▶ **Your task**
Make an exact copy of the listing below.

── Material provided

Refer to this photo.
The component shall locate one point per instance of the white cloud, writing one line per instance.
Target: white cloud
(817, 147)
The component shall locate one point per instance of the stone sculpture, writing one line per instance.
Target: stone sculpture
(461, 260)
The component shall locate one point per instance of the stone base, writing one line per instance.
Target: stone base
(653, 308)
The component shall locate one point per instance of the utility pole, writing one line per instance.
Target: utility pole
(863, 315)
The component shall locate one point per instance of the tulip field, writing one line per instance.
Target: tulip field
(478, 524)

────

▶ **Complete answer**
Refer to this photo.
The component shall locate one point per instance of the white cloud, writing one line per instance.
Target: white cloud
(817, 147)
The component shall locate one point per instance of the stone sculpture, writing one line per instance.
Target: stone sculpture
(461, 260)
The component shall locate one point per instance of the stone base, writing one line per instance.
Target: stone base
(653, 308)
The component shall locate one point per instance of the utility pole, writing one line per instance.
Target: utility pole
(863, 315)
The component shall locate one point per instance of the tulip field, writing one line per instance.
Target: tulip field
(478, 524)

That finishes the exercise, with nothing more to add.